• Short exercise
Pull out every line of the records that contains the string "cumulus" and list those lines in their original order.

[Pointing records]
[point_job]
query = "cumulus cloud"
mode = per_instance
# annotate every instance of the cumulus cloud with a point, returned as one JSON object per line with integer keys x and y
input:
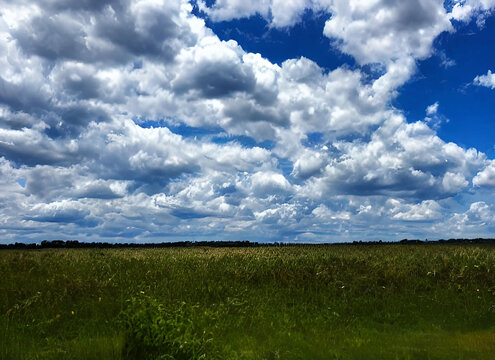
{"x": 487, "y": 80}
{"x": 132, "y": 120}
{"x": 486, "y": 177}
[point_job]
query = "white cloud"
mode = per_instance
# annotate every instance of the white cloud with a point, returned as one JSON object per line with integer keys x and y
{"x": 486, "y": 177}
{"x": 137, "y": 122}
{"x": 487, "y": 80}
{"x": 432, "y": 109}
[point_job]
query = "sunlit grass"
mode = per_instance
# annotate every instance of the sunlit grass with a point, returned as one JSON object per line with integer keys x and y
{"x": 315, "y": 302}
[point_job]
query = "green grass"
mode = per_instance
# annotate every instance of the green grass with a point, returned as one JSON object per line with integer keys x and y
{"x": 311, "y": 302}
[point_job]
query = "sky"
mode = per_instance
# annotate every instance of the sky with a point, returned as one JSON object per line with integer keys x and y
{"x": 264, "y": 120}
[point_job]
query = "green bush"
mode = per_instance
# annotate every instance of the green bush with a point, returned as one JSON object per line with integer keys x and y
{"x": 157, "y": 331}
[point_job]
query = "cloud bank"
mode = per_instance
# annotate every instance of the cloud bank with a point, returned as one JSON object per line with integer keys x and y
{"x": 132, "y": 121}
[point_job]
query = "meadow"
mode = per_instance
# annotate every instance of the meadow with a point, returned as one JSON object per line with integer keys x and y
{"x": 386, "y": 301}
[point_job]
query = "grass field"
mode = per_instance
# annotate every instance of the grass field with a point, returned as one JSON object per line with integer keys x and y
{"x": 309, "y": 302}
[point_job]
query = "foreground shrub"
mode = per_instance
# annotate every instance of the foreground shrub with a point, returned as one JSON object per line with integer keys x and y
{"x": 157, "y": 331}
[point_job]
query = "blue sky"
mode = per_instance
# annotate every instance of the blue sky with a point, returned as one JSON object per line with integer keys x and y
{"x": 268, "y": 120}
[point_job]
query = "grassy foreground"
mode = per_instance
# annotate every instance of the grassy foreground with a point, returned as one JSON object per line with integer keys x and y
{"x": 312, "y": 302}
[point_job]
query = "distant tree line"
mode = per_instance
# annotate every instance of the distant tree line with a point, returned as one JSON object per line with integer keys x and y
{"x": 74, "y": 244}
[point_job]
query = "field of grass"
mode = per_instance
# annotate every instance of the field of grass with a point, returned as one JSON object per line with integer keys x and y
{"x": 308, "y": 302}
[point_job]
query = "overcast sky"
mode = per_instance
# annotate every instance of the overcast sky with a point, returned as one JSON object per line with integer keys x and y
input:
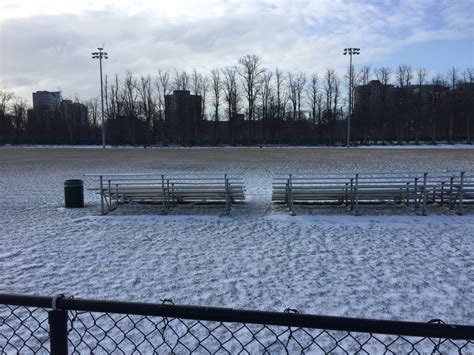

• In response
query = "cumulus cloud"
# annotate every instance of the cumulus cloud with a point, returned as one JSON object per line with integer keys x and y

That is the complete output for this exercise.